### Text extract
-=-=-=-=-

The district’s financial management is sound, officials said. It is not behind in meeting payroll, it is paying its bills on time, it has a valid budget, and it has not operated with a deficit for two successive years. This is the fourth consecutive year running a small surplus, after several years of drastic cuts and struggles to make ends meet.

But looking ahead, the picture is not very rosy. Class size is still larger than in most surrounding districts, many schools still don’t have up-to-date technology, and some buildings need expensive repairs. Without new sources of revenue, the district is looking at a $701 million shortfall by fiscal year 2022, a number that is down drastically from the nearly $1 billion shortfall that was projected earlier this year.

The improvement is largely due to the successful effort to persuade the General Assembly to fix a technical glitch in the state funding mechanism that would have reduced by $250 million state reimbursements for certain district expenses after it revalued its property under the Actual Value Initiative.

After over a year of lobbying by Philadelphia lawmakers and district officials, Harrisburg lawmakers recently cemented this change by amending the state fiscal and school codes.

Uri Monson, the district’s Chief Financial Officer, said he and Kevin Geary, Chief of External Relations, collaborated with local members of the General Assembly to help enact the change. After the readjustment — which has to do with the state’s reimbursement formula for services such as school transportation — the district is in about the same financial position it was before it inked a new contract with the city’s teachers’ union.

That contract, which was significantly richer than the district had originally budgeted, put the district’s projected five-year deficit at around $1 billion. After the state formula fix, the deficit now sits just north of $700 million.

-=-=-=-=-

### Set task a
From the text on the school district's finances, list each fact officials give to show that its financial management is sound.

### Record excerpts
-=-=-=-=-

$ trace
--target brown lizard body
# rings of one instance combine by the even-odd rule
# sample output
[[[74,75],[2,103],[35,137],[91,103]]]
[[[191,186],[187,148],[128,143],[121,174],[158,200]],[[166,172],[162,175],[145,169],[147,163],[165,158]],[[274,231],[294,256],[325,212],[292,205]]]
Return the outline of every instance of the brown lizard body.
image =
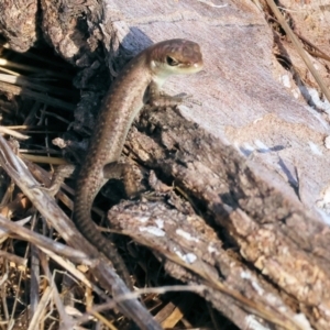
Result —
[[[174,74],[193,74],[202,68],[199,45],[186,40],[169,40],[144,50],[114,80],[106,95],[80,169],[75,196],[74,221],[84,237],[102,252],[129,285],[130,276],[116,249],[96,228],[90,209],[105,183],[105,166],[116,164],[129,129],[146,101],[170,100],[160,88]],[[150,100],[152,99],[152,100]],[[174,98],[175,101],[179,98]],[[160,101],[162,103],[162,101]]]

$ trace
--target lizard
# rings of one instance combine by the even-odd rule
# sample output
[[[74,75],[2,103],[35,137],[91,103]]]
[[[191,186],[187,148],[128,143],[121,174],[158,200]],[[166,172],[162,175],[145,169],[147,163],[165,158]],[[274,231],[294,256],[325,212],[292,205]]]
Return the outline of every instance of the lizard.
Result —
[[[129,62],[102,100],[88,152],[78,174],[74,222],[82,235],[111,261],[130,288],[131,279],[123,260],[91,219],[92,202],[106,182],[118,176],[114,175],[116,164],[131,124],[143,106],[180,103],[184,98],[161,92],[163,84],[172,75],[198,73],[202,66],[199,45],[183,38],[151,45]]]

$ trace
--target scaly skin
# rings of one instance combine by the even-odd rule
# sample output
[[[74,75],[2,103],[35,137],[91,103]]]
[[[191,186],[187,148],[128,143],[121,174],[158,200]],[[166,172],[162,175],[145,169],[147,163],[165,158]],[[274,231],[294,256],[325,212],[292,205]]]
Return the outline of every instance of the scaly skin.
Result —
[[[105,165],[118,162],[129,129],[144,102],[156,100],[161,103],[158,90],[168,76],[194,74],[201,68],[200,48],[194,42],[177,38],[150,46],[134,57],[112,84],[95,125],[77,179],[74,221],[84,237],[112,262],[130,287],[131,279],[121,256],[90,217],[92,201],[109,179],[103,176]],[[146,95],[150,86],[152,92]]]

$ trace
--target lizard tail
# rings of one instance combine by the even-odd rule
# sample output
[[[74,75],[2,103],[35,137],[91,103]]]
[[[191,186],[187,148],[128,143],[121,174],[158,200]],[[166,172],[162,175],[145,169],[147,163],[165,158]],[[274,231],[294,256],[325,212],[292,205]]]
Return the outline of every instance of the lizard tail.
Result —
[[[96,194],[87,191],[87,189],[81,189],[79,187],[81,184],[84,185],[84,179],[78,179],[75,196],[74,222],[89,243],[96,246],[109,261],[111,261],[114,270],[125,282],[129,288],[133,289],[132,280],[124,261],[112,243],[100,233],[91,219],[90,209]]]

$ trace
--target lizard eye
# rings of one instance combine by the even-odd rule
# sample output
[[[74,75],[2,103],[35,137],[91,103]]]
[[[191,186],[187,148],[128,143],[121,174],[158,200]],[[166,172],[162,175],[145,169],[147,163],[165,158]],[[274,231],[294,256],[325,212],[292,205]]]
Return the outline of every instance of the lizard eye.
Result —
[[[166,63],[170,66],[177,66],[179,64],[175,58],[170,56],[166,56]]]

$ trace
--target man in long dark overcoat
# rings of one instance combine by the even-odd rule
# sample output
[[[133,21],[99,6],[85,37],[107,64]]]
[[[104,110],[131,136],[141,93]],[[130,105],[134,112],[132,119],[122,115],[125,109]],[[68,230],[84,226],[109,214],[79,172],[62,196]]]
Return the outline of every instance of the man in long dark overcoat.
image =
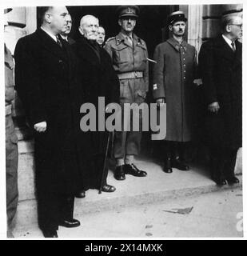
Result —
[[[234,176],[241,146],[242,19],[222,18],[222,34],[205,42],[199,67],[206,103],[205,141],[212,159],[212,178],[218,185],[238,182]]]
[[[181,11],[168,19],[172,37],[154,51],[153,94],[157,103],[166,103],[166,137],[164,143],[164,171],[172,167],[189,170],[184,162],[184,143],[192,139],[193,92],[196,77],[195,48],[183,40],[185,22]]]
[[[82,18],[79,32],[82,34],[74,45],[78,59],[78,82],[82,102],[93,103],[98,118],[98,97],[103,97],[106,106],[119,101],[119,82],[112,66],[108,53],[100,47],[98,38],[98,19],[92,15]],[[104,109],[102,110],[105,111]],[[83,118],[83,114],[82,114]],[[105,122],[105,120],[103,120]],[[83,190],[100,189],[114,192],[115,187],[106,183],[107,171],[102,177],[104,158],[106,150],[108,131],[80,131],[80,162],[82,166],[82,189],[77,197],[83,198]],[[103,181],[102,181],[103,179]]]
[[[73,218],[78,165],[75,117],[79,114],[76,58],[58,34],[66,29],[65,6],[40,9],[42,24],[18,40],[14,58],[16,87],[34,134],[38,223],[44,236],[58,237]]]

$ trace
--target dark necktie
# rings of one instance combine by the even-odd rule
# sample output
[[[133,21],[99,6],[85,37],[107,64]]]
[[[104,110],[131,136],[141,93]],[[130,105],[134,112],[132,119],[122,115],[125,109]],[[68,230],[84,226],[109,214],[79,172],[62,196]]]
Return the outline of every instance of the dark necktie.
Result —
[[[235,42],[232,42],[231,45],[232,45],[232,49],[233,52],[235,52],[236,51]]]
[[[61,42],[58,35],[57,35],[56,38],[57,38],[57,43],[58,43],[58,45],[61,48],[62,48],[62,42]]]

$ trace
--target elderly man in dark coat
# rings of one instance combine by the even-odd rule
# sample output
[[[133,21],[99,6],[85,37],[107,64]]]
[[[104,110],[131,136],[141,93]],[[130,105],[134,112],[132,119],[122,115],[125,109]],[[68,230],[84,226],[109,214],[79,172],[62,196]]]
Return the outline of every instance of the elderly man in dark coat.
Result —
[[[82,17],[79,26],[82,37],[74,45],[78,59],[78,74],[82,102],[93,103],[97,110],[98,97],[104,97],[106,106],[108,103],[118,102],[119,98],[119,82],[110,57],[96,41],[98,29],[97,18],[92,15]],[[98,125],[96,127],[98,129]],[[98,130],[86,132],[82,130],[80,133],[82,190],[77,194],[78,198],[85,196],[83,190],[100,189],[101,184],[103,192],[115,190],[114,186],[106,183],[107,172],[102,177],[107,135],[107,131]]]
[[[79,175],[78,89],[75,56],[58,36],[66,28],[68,10],[66,6],[39,10],[42,26],[19,39],[15,48],[15,84],[34,129],[39,226],[45,237],[56,238],[58,225],[80,225],[73,218]]]
[[[222,34],[200,50],[206,113],[206,141],[212,158],[212,178],[218,185],[237,183],[234,166],[241,146],[242,36],[241,17],[222,18]]]
[[[183,40],[186,18],[181,11],[168,19],[172,37],[154,51],[153,94],[157,103],[166,103],[166,137],[164,171],[172,167],[188,170],[184,162],[184,143],[192,139],[193,91],[197,54],[193,46]]]

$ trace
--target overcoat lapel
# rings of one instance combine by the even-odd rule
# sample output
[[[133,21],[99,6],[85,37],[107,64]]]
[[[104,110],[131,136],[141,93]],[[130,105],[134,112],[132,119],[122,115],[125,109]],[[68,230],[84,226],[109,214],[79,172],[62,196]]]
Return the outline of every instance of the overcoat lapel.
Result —
[[[41,39],[42,45],[48,51],[50,51],[53,54],[57,55],[58,58],[61,58],[65,61],[67,60],[66,54],[65,54],[64,50],[58,45],[58,43],[53,38],[50,38],[49,34],[47,34],[40,28],[36,30],[36,33]]]
[[[84,39],[81,38],[79,39],[78,44],[79,50],[82,50],[79,55],[82,56],[86,62],[89,62],[90,64],[94,66],[98,66],[100,63],[100,59],[98,56],[96,54],[95,51],[92,49],[92,46],[89,45],[89,43]]]

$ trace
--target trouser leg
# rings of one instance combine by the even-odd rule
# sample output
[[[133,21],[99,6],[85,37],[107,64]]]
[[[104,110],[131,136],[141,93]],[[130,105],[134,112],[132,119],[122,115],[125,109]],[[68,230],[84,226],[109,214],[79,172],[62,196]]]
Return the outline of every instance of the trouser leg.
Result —
[[[59,220],[72,219],[74,214],[74,197],[68,195],[60,195],[59,197]]]
[[[223,149],[217,147],[210,148],[211,178],[213,179],[225,179],[224,167],[225,163]]]
[[[6,211],[8,227],[17,210],[18,190],[18,138],[11,117],[6,118]]]
[[[224,167],[224,174],[225,178],[234,176],[234,169],[236,164],[237,150],[229,149],[225,150],[225,162]]]
[[[164,152],[164,157],[165,160],[170,159],[172,157],[172,142],[169,141],[164,141],[163,143],[163,152]]]

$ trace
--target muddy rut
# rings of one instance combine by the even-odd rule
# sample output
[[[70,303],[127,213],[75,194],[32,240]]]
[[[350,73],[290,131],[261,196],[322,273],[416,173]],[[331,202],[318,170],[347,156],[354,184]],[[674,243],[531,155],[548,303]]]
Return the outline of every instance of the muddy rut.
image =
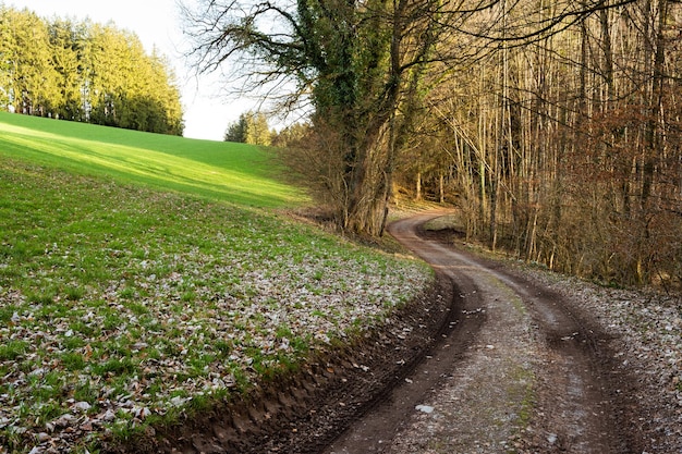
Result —
[[[344,351],[117,452],[642,453],[636,381],[571,302],[451,247],[390,233],[437,283]]]

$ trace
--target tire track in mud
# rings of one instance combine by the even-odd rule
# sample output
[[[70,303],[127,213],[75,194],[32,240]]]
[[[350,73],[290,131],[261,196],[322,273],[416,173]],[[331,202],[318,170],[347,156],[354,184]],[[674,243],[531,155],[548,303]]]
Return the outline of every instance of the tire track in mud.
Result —
[[[465,312],[485,315],[476,338],[440,356],[450,371],[416,390],[413,377],[431,376],[429,356],[324,453],[641,453],[631,403],[613,390],[623,377],[613,380],[608,338],[558,294],[421,237],[419,226],[440,214],[398,221],[390,232],[458,287]],[[466,338],[456,329],[450,336],[435,352]]]
[[[609,338],[558,294],[419,234],[441,214],[390,226],[437,281],[385,326],[102,453],[642,453]]]

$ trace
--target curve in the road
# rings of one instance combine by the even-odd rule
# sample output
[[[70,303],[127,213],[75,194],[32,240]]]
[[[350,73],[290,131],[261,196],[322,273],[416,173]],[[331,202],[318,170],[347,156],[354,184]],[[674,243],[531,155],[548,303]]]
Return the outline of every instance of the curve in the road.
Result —
[[[559,295],[423,238],[421,225],[441,214],[389,231],[456,290],[462,318],[325,453],[642,452],[610,389],[598,330]]]

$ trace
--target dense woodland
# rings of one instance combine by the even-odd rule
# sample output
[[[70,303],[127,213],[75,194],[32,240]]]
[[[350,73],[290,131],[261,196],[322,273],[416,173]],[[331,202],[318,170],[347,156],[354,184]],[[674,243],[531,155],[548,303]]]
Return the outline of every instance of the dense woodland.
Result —
[[[0,3],[0,108],[17,113],[182,135],[170,63],[136,35]]]
[[[602,282],[679,285],[681,5],[604,1],[561,19],[565,5],[533,4],[500,2],[487,12],[497,29],[476,40],[491,51],[429,74],[406,175],[492,248]]]
[[[313,111],[289,162],[341,229],[397,191],[468,240],[617,284],[682,283],[682,5],[672,0],[199,1],[203,71]],[[295,86],[287,97],[281,88]]]

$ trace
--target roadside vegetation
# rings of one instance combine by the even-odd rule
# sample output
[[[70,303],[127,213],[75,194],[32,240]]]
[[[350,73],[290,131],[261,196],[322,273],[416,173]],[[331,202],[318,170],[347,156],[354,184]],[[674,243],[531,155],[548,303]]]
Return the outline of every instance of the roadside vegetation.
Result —
[[[279,214],[306,198],[257,148],[7,114],[0,130],[0,452],[96,452],[170,422],[430,279]]]

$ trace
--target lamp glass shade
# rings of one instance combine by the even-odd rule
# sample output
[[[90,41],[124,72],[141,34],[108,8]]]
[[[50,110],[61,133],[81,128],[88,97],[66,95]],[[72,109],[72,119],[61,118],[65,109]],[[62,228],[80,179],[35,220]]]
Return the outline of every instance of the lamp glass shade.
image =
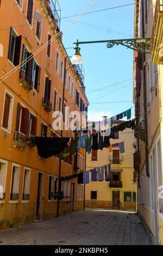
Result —
[[[82,57],[81,55],[74,54],[71,58],[71,60],[73,64],[78,65],[82,63]]]

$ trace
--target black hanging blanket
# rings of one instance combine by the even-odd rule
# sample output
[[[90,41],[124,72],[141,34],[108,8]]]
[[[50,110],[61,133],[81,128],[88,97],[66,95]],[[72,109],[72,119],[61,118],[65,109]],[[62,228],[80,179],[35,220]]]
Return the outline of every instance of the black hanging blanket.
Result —
[[[43,158],[55,156],[61,152],[67,144],[70,138],[44,138],[35,137],[38,154]]]

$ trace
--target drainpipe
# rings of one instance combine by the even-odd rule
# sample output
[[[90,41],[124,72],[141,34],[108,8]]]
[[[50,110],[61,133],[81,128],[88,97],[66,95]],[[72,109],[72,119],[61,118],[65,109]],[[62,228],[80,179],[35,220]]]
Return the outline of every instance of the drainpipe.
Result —
[[[63,95],[62,95],[62,118],[63,114],[64,112],[64,99],[65,99],[65,82],[66,82],[66,58],[65,58],[65,64],[64,64],[64,84],[63,84]],[[62,120],[62,127],[61,127],[61,137],[62,137],[63,135],[63,119]],[[61,182],[60,180],[61,177],[61,156],[60,155],[59,157],[59,184],[58,184],[58,192],[61,191]],[[59,198],[57,198],[57,218],[59,217]]]
[[[142,37],[145,37],[145,20],[144,20],[144,2],[147,0],[141,0],[142,7]],[[144,63],[146,60],[145,54],[142,53],[142,75],[143,87],[143,102],[144,102],[144,118],[145,118],[145,153],[146,153],[146,175],[149,178],[149,163],[148,163],[148,126],[147,126],[147,96],[146,96],[146,69]]]

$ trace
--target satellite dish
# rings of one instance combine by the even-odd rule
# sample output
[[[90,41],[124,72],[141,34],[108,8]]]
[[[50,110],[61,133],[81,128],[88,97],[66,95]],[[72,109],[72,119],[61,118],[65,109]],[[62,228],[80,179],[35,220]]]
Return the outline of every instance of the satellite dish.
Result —
[[[3,47],[2,44],[0,44],[0,57],[3,57]]]

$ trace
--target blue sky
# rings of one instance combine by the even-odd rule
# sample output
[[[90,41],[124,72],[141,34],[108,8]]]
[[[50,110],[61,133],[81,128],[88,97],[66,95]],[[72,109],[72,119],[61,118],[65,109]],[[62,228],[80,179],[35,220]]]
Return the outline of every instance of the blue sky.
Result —
[[[80,14],[93,2],[93,0],[58,0],[58,2],[61,9],[61,17],[64,17]],[[98,0],[88,11],[134,3],[134,0]],[[64,33],[62,41],[65,47],[73,47],[73,43],[77,39],[82,41],[132,38],[134,10],[133,5],[82,16],[77,23],[73,24]],[[73,19],[62,19],[61,30],[64,30]],[[92,27],[91,25],[100,28]],[[80,47],[85,70],[86,93],[90,103],[89,109],[111,111],[111,115],[115,115],[133,107],[133,51],[121,46],[115,46],[109,49],[106,43],[80,45]],[[73,54],[73,49],[67,51],[70,56]],[[125,80],[128,81],[111,86],[104,90],[98,90],[102,87]],[[131,102],[103,103],[126,101]],[[100,103],[93,104],[92,102]],[[132,114],[134,114],[134,108]]]

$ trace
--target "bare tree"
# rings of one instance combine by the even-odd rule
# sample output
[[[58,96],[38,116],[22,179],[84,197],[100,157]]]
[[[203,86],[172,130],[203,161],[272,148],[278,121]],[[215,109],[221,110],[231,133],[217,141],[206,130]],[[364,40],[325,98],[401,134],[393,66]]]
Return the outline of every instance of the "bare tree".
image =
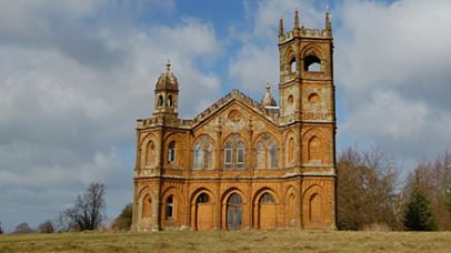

-=-=-=-=-

### Set task b
Return every line of the records that contains the word "glass".

### Exercise output a
- It is not behind in meeting payroll.
- It is paying its bills on time.
- It has a valid budget.
- It has not operated with a deficit for two successive years.

### Exercise output b
--target lamp glass shade
Return the outline of every instance of the lamp glass shade.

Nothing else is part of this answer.